National Geographic: Flight Over Africa
- Year:
- 1994
- 35 Views
There are still a few places left
that you can't
get to from here.
Places without phones
or faxes or even roads.
There are still a few corners
of the globe so remote
they remain aloof from
what we call the modern world.
This is the realm
of the bush pilot.
Tom Clayton is leaving
behind his family
and friends for a two-year
adventure around the world.
The 28-year-old Radnor
resident checks out
his single engine plane
for the last time
before taking a solo flight
from wings Airport in Norristown.
The purpose is to try
and go to seven continents
in different parts
of the world and live
and work with
bush pilots.
As a bush pilot
Claytor will fly daredevil
routes while delivering
vital supplies to remote areas.
So before taking to the skies
Claytor got his
hugs and kisses
while cameras recorded
all the action.
And there was even
a special goodbye.
Then as the crowd
looked on
the pilot closed the cockpit door
and took off.
The day he left,
he made the local TV news.
If he makes it back,
he'll make history.
Tom Claytor hopes to be
the first to fly around the world
Stopping on all seven continents
before returning home
I had this tremendous desire
inside to look at other places
to look in places like
Greenland and the Sahara Desert.
Things that I'd only seen
on the map in high school.

▶ _Dataset content_:
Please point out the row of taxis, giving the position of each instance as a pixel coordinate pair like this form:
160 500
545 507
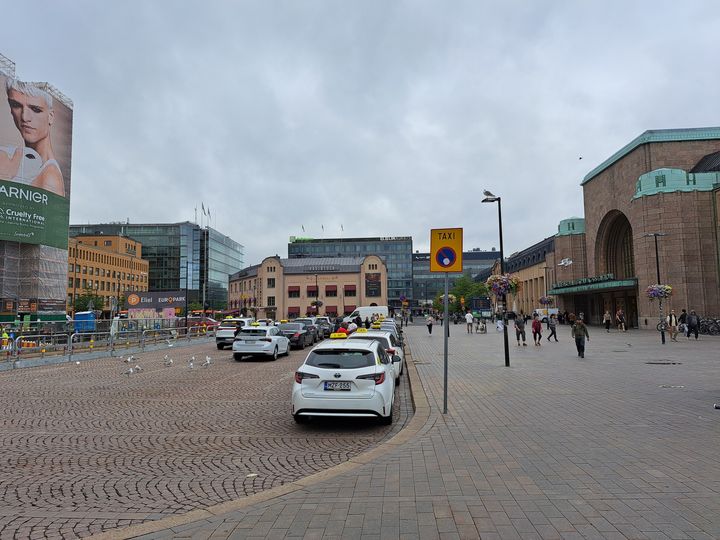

▶ _Short problem 1_: In the Flight Over Africa transcript, how long is the adventure the pilot leaves his family and friends for?
▶ _Short problem 2_: Write out the Flight Over Africa transcript, everything from "Tom Clayton is" down to "Airport in Norristown.".
▶ _Short problem 3_: Carry on the Flight Over Africa transcript from the point where it stops.

▶ _Written response 1_: Two years.

▶ _Written response 2_:
Tom Clayton is leaving
behind his family
and friends for a two-year
adventure around the world.
The 28-year-old Radnor
resident checks out
his single engine plane
for the last time
before taking a solo flight
from wings Airport in Norristown.

▶ _Written response 3_:
So I think it's a desire
to look at different parts of the world
and to live with people
on other parts of the world
but maybe also it's
a little challenge
or test for myself as well.
Claytor is 31 years old.
When he was 12
he set foot in an airplane
for the first time.
It was to be the start of
an obsession
When he was just 18
he earned a pilot's license.
By his early 20s
he had begun working
as a bush pilot in Africa.
Today, Claytor owns his own airplane
named "Timmissartok"
after one of Lindbergh's planes.
Outrigged with
a special reserve tank
the Cessna 180 Taildragger
can fly about 14 hours
without refueling.
The struggle to keep
his gas tank
full has shaped
Claytor's journey from the very start.
I left home
with $20,000.
And when I
got to Greenland
it cost me $1,000 to fill up
my gas tank once.
So it became very obvious
that I was going to have to
find ways of getting money.
And my idea which was
only an idea when I left
was that I'd work the plane on the way.
And when I got to Niger
I found a job doing
a survey of a park
which paid me $8,000.
So I've been able to find jobs
for the plane on the way.
Besides working the
plane as he goes,
Claytor's writing a book
about his experience
in the far corners
of the world.
So far, he's logged
three continents
and 28 countries.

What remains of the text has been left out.